(Point annotation records)
•••

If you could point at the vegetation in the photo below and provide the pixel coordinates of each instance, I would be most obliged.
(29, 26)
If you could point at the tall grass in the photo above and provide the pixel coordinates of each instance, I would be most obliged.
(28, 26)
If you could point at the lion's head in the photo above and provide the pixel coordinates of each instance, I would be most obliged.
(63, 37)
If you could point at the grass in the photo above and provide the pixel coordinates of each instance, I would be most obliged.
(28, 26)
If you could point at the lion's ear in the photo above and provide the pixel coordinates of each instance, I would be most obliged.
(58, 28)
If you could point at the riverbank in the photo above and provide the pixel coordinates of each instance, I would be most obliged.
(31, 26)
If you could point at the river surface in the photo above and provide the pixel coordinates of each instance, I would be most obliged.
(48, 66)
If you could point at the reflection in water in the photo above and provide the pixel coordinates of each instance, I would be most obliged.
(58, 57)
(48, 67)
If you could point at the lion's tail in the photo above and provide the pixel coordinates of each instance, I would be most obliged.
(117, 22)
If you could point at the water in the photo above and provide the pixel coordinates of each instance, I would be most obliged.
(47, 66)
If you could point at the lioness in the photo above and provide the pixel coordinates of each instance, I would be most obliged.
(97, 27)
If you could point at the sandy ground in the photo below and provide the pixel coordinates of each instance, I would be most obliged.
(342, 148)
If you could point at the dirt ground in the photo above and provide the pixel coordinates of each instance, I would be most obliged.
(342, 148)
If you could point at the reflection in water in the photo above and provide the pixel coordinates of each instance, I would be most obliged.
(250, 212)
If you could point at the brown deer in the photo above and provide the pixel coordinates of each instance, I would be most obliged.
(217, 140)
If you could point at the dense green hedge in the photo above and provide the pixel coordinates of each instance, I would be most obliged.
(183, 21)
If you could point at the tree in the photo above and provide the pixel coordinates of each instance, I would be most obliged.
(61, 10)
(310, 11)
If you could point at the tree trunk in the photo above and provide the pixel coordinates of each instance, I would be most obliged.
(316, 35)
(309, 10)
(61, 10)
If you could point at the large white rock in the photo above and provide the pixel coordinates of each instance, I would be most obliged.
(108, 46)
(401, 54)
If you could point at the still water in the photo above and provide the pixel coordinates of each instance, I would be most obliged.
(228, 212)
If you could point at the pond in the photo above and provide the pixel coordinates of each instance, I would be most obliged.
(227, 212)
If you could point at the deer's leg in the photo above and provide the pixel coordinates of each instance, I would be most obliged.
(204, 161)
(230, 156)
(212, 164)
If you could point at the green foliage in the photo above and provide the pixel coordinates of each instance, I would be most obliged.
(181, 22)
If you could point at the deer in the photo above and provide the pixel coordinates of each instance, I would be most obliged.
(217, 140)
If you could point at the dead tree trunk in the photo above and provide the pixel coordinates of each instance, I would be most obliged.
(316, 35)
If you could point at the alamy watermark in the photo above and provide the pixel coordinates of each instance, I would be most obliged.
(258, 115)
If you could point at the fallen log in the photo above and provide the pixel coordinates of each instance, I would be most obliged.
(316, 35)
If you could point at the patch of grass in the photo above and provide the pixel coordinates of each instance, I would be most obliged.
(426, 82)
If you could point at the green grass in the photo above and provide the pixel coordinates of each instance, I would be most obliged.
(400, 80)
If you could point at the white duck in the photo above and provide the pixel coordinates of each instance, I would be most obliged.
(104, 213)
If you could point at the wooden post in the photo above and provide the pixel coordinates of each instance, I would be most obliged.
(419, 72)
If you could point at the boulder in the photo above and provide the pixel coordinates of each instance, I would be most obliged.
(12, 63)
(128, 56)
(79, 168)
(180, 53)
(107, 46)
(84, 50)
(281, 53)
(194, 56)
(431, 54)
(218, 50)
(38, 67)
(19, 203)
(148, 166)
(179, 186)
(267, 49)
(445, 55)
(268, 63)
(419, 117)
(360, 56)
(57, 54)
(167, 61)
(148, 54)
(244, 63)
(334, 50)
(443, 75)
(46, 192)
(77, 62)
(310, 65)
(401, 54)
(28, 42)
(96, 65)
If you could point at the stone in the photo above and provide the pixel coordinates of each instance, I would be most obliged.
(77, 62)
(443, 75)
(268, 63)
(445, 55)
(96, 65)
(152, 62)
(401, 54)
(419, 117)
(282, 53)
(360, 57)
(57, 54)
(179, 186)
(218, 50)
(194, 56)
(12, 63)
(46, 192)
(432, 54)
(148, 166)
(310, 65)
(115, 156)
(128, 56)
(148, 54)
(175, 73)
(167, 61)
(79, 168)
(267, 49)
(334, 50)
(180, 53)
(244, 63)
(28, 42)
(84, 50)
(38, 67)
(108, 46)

•••

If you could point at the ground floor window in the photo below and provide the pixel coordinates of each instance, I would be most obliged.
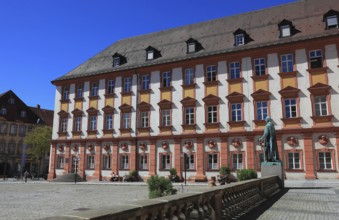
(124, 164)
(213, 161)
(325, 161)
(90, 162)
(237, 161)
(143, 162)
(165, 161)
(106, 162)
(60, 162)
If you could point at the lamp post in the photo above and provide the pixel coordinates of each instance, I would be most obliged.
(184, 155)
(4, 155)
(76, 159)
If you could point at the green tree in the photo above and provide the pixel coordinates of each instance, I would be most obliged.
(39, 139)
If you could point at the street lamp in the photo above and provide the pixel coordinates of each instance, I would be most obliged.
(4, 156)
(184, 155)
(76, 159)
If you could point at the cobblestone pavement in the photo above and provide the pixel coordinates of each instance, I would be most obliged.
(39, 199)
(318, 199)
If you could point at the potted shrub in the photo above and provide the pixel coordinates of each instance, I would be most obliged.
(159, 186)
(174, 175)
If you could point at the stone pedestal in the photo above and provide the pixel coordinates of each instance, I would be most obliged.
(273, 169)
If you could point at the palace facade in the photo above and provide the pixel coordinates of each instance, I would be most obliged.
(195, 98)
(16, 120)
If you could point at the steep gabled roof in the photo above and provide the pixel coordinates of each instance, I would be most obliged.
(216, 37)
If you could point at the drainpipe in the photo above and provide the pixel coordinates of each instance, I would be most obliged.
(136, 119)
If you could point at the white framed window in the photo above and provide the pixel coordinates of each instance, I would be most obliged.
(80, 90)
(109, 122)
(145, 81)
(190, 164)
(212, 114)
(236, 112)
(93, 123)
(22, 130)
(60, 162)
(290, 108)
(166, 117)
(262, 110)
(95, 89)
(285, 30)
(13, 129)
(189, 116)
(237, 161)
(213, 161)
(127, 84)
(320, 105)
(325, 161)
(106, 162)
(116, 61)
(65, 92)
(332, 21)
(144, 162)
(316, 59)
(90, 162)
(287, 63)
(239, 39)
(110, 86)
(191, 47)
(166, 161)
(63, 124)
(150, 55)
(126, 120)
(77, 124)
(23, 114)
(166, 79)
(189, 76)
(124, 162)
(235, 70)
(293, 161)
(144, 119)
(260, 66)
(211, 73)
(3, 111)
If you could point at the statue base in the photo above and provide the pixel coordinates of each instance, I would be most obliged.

•••

> _TASK OBJECTIVE_
State how many lines of the material above contain the word "grass", giving only the number.

> _WRITTEN REPLY_
4